### SUPPLIED PASSAGE
━━━━━━━━━━━━━━━━
- Developer: Disney Interactive
- Publisher: Disney Interactive
- Platforms: Microsoft Windows Apple Macintosh
- Release: US: August 18, 1998;

= The D Show =

1998 video game

The D Show is a 1998 interactive trivia game from Disney Interactive. It was released on August 18, 1998, for Microsoft Windows and Apple Macintosh computers.

==Development and Summary==
The game was showcased at E3 1998. The D Show has more than 540 multiple-choice questions, 450 Disney fact-or-fiction items, more than 150 film clips, 60 bonus rounds in a wide variety of categories, multiplayer capabilities for up to three people or teams, and a theme song.

==Reception==

The Des Moines Register said "As for the family room test, children and adults are winners here. It's a refreshing way to spend quality time."

Marshfield News-Herald said "To enhance the game are 150 video clips from various Disney productions, along with a catchy theme song that players can sing along with as the closing credits roll. In short, "The D Show" is far from a Mickey Mouse game."
━━━━━━━━━━━━━━━━
### PROBLEM STATEMENT
From the text about The D Show above, list every game feature given under "Development and Summary", with its number where one is stated.
━━━━━━━━━━━━━━━━
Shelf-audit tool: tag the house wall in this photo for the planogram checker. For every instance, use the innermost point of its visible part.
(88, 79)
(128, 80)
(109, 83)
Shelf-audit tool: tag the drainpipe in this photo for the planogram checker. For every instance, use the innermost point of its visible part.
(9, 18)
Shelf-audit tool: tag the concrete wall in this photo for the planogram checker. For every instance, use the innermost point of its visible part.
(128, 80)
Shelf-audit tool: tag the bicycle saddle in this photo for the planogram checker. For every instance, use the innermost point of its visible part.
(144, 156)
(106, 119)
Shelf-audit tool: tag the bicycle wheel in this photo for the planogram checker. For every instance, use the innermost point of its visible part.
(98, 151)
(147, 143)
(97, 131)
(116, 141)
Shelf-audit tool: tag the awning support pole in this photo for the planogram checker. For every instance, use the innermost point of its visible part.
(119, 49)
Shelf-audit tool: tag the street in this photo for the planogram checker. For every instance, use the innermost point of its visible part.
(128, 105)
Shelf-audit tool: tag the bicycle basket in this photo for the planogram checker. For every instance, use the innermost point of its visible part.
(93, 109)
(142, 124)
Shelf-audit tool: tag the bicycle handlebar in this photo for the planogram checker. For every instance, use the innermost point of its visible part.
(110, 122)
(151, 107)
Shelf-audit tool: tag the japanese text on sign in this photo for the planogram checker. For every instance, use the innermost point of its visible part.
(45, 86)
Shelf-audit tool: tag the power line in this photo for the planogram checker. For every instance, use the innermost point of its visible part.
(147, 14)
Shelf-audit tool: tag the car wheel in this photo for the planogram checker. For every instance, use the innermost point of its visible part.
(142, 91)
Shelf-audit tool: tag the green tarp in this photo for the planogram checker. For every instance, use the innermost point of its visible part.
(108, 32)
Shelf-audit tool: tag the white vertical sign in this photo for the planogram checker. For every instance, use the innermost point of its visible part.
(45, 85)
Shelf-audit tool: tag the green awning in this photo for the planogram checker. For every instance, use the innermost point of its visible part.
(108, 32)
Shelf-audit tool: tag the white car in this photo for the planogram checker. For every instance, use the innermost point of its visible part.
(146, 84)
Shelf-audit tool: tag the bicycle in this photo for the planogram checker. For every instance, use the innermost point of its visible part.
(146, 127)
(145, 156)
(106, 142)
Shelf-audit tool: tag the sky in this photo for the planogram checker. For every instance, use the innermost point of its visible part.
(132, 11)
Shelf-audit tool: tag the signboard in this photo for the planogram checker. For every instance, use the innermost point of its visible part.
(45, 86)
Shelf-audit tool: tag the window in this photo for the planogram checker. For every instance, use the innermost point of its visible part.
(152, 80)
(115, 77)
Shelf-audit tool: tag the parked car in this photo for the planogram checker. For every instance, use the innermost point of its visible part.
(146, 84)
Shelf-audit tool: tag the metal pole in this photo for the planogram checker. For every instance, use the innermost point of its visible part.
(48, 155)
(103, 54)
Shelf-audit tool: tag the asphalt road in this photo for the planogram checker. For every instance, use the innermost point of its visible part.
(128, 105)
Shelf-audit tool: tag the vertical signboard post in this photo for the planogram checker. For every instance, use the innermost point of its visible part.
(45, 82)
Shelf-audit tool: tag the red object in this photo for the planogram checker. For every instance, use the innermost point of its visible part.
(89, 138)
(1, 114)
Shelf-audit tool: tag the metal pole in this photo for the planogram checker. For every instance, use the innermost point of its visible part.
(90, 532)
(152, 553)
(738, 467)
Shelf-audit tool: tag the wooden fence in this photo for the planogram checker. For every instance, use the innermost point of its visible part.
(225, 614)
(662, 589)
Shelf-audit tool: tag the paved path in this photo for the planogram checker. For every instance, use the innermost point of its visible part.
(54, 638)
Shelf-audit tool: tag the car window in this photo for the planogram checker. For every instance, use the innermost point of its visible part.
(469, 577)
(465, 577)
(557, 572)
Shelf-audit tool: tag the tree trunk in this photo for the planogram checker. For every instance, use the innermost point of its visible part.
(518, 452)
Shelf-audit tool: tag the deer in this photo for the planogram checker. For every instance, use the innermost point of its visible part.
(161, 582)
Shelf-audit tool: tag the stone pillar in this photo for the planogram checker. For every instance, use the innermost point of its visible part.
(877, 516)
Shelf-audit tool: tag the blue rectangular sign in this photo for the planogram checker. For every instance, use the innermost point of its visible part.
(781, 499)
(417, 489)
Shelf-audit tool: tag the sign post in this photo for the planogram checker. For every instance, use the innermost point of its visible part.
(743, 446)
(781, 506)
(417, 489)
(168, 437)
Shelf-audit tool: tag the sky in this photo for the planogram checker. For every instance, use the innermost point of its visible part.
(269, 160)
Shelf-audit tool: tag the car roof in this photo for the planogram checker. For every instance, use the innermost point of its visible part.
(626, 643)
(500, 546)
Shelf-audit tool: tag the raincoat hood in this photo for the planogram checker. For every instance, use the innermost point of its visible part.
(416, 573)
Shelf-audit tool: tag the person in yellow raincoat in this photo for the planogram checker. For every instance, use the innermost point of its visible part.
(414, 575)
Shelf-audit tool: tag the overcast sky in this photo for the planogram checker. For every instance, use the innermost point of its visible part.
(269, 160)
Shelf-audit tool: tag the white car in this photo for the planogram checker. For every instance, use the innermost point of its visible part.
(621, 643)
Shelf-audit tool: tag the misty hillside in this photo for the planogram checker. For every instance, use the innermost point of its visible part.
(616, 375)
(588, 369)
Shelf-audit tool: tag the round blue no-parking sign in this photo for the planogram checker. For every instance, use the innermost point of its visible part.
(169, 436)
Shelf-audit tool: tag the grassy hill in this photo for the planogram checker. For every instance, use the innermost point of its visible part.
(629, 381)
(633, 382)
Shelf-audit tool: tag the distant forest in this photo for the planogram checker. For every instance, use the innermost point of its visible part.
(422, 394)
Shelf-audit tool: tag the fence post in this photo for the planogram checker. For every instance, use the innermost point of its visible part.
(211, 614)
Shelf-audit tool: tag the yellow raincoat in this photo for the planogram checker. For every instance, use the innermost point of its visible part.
━━━━━━━━━━━━━━━━
### FULL RESPONSE
- More than 540 multiple-choice questions
- 450 Disney fact-or-fiction items
- More than 150 film clips
- 60 bonus rounds in a wide variety of categories
- Multiplayer capabilities for up to three people or teams
- A theme song